WRITTEN EXERCISE 1: Based on the excerpt about voice coding, explain why a background noise component can still be coded and decoded well when voice is coded at a low bit rate.
WRITTEN EXERCISE 2: Carry on the voice coding patent excerpt from the point where it stops.

The adder 550 generates a drive sound source signal V (N) by using an output from the adaptive code book circuit 520 and an output from the sound source signal restoration circuit 540 on the basis of Equation (17) in Modes 1 to 3 or on the basis of Equation (18) in Mode 0 to output the drive sound source signal v (n) to the adaptive code book circuit 520 and a synthesis filter circuit 560.
A spectrum parameter decoding circuit 570 decodes a spectrum parameter to convert the spectrum parameter into a linear prediction coefficient, and outputs the linear prediction coefficient to the synthesis filter circuit 560.
The synthesis filter circuit 560 receives the drive sound source signal v (n) and the linear prediction coefficient, calculates a reproduced signal, and outputs the reproduced signal from a terminal 580.
(Fourth Embodiment)
FIG. 22 is a block diagram of another decoding apparatus according to the present invention. This decoding apparatus may be combined to the coding apparatus shown in FIG. 2 to form a coding/decoding apparatus. Since constituent elements in FIG. 22 to which the same reference numerals as in FIG. 21 perform the same operations as in FIG. 21 are added perform the same operations as in FIG. 21, a description thereof will be omitted.
In FIG. 22, when mode decision information is Modes 1 to 3, a sound source signal restoration circuit 590 generates a sound source signal by using a polarity code vector read from a sound source code book 351, positional information of pulses, and a gain code vector to output the sound source signal to the adder 550. When the mode decision information is mode 0, the positions of pulses are generated from the random number generation circuit 600, and a sound source signal is generated by using the gain code vector to output the sound source signal to the adder 550.
INDUSTRIAL APPLICABILITY
According to the present invention described above, in a predetermined mode, the number of pulses can be considerably increased in comparison with a conventional method. For this reason, even though voice on which background noise is superposed is coded at a low bit rate, a background noise component can be preferably coded and decoded.

Claims (5)

1. A voice coding apparatus comprising:
a spectrum quantization circuit for calculating and quantizing a spectrum parameter of a voice signal;
an adaptive code book circuit for predicting said voice signal from a sound source signal to calculate a residual;
a sound source quantization circuit for quantizing said sound source signal by using said spectrum parameter to output the quantized sound source signal;
a gain quantization circuit for quantizing a gain of said sound source signal;
a mode decision circuit for extracting characteristics from said voice signal to decide a mode; and
a multiplexer unit for multiplexing an output from said spectrum parameter quantization circuit, an output from said mode decision circuit, an output from said adaptive code book circuit, an output from said sound source quantization circuit, and an output from said gain quantization circuit to output the multiplexed result,
characterized in that:
when the output from said mode decision circuit represents a predetermined mode, said sound source signal is represented by a combination of a plurality of pulses wherein an amplitude or polarity of the pulse is calculated from said voice signal; and
said sound source quantization unit selects a shift amount and a code vector, which minimize distortion between an input signal and a reproduced signal, from combinations of a plurality of shift amounts by which the pulses shift and gain code vectors.

EXTRACTED INFORMATION:
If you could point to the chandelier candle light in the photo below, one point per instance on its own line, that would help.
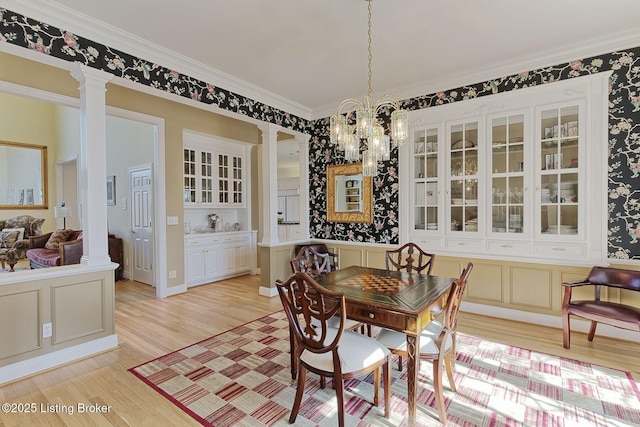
(367, 126)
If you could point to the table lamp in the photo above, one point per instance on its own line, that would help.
(62, 212)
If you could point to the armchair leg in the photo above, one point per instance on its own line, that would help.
(592, 330)
(566, 333)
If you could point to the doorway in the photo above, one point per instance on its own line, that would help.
(142, 241)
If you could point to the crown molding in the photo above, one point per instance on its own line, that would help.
(99, 32)
(559, 55)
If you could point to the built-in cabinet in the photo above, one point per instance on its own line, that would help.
(521, 175)
(215, 256)
(214, 172)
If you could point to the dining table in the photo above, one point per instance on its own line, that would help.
(397, 300)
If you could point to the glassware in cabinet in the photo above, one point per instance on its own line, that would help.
(559, 174)
(508, 213)
(426, 178)
(463, 182)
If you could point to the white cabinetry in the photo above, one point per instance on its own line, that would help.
(202, 259)
(215, 256)
(214, 171)
(517, 175)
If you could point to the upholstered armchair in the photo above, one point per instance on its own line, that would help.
(14, 238)
(61, 247)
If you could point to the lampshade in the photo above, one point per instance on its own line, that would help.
(61, 211)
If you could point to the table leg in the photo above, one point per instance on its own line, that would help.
(413, 362)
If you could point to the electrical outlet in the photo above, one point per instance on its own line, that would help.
(47, 330)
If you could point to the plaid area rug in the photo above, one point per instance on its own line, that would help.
(242, 378)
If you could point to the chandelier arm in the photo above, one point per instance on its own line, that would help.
(347, 102)
(387, 99)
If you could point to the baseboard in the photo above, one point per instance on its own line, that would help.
(175, 290)
(57, 358)
(268, 292)
(577, 325)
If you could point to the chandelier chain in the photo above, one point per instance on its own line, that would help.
(369, 49)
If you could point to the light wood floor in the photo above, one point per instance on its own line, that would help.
(148, 328)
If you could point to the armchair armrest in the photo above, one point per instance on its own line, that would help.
(577, 283)
(70, 252)
(38, 241)
(335, 264)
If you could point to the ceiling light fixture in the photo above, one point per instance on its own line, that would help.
(367, 125)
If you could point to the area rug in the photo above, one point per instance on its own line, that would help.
(242, 377)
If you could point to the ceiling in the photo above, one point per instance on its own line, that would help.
(305, 56)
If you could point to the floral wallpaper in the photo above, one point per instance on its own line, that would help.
(624, 153)
(46, 39)
(624, 125)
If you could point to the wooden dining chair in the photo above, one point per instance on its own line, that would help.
(314, 263)
(409, 257)
(437, 341)
(329, 352)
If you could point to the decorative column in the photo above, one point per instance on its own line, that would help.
(303, 150)
(269, 179)
(93, 167)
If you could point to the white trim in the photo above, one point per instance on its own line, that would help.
(267, 292)
(99, 32)
(60, 357)
(577, 325)
(174, 290)
(159, 193)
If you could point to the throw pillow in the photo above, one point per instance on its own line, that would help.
(35, 228)
(56, 238)
(8, 238)
(19, 230)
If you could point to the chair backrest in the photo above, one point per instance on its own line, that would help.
(409, 257)
(320, 248)
(308, 306)
(455, 299)
(311, 262)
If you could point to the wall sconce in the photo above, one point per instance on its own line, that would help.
(62, 212)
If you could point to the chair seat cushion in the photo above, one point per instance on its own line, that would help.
(610, 312)
(398, 341)
(44, 256)
(334, 322)
(58, 237)
(356, 352)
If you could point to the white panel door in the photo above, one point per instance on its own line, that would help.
(142, 225)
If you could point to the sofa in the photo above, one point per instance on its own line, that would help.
(14, 238)
(64, 247)
(60, 247)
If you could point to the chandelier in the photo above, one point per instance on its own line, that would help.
(368, 127)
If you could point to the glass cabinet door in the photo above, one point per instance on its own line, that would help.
(507, 174)
(223, 178)
(559, 154)
(463, 186)
(189, 173)
(237, 179)
(206, 177)
(230, 179)
(425, 178)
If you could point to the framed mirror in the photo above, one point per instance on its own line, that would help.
(349, 194)
(23, 176)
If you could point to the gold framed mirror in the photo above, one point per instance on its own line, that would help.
(349, 194)
(23, 176)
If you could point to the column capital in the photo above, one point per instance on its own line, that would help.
(87, 75)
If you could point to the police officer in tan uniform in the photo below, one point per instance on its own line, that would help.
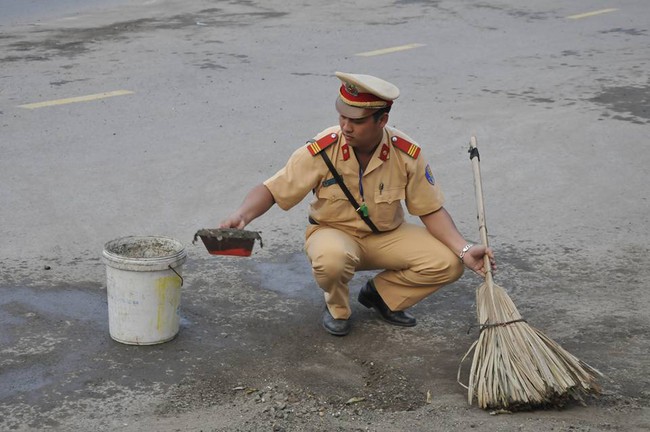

TASK ANSWER 1: In a predetermined mode, the invention lets the number of pulses be considerably increased in comparison with a conventional method. For this reason, a background noise component can be coded and decoded well even when voice with superposed background noise is coded at a low bit rate.

TASK ANSWER 2:
2. The voice coding apparatus according to claim 1, characterized in that the positions of the pulses the number of which is predetermined are arranged at predetermined intervals, and a plurality of shift amounts for shifting the positions of the pulses as a whole are determined.
3. The voice coding apparatus according to claim 1, characterized in that the combinations of the positions of the pulses the number of which is predetermined are generated at random, and the plurality of combinations are determined.
4. A voice decoding apparatus characterized by comprising:
a demultiplexer unit which receives information related to a spectrum parameter, information related to a decision signal, information related to an adaptive code book, and information related to a sound source signal to separate the pieces of information from each other;
a sound source signal generation unit adapted to generate a sound source signal from an adaptive code vector, a shift amount of a pulse position, and a gain code vector when the decision signal represents a predetermined mode; and
a synthesis filter unit which receives the sound source signal constituted by a spectrum parameter to output a reproduced signal.
5. A voice decoding apparatus characterized by comprising:
a demultiplexer unit which receives information related to a spectrum parameter, information related to a decision signal, information related to an adaptive code book, and information related to a sound source signal to separate the pieces of information from each other;
a sound source signal generation unit adapted to generate positions of pulses representing sound source signals at random and generating a sound source signal by using an adaptive code vector and a gain code vector when the decision signal represents a specific mode; and
a synthesis filter unit which receives the sound source signal constituted by a spectrum parameter to output a reproduced signal.
US09/743,543 1998-07-13 1999-07-09 Voice encoding/decoding device Expired - Fee Related US6856955B1 (en)

Applications Claiming Priority (2)

Application Number Priority Date Filing Date Title
JP19715498A JP3319396B2 (en) 1998-07-13 1998-07-13 Speech encoder and speech encoder / decoder
PCT/JP1999/003722 WO2000003385A1 (en) 1998-07-13 1999-07-09 Voice encoding/decoding device

Publications (1)

Publication Number Publication Date
US6856955B1 true US6856955B1 (en) 2005-02-15

Family

ID=16369673

Family Applications (1)

Application Number Title Priority Date Filing Date
US09/743,543 Expired - Fee Related US6856955B1 (en) 1998-07-13 1999-07-09 Voice encoding/decoding device

Country Status (6)

Country Link
US (1) US6856955B1 (en)
EP (1) EP1113418B1 (en)
JP (1) JP3319396B2 (en)
CA (1) CA2337063A1 (en)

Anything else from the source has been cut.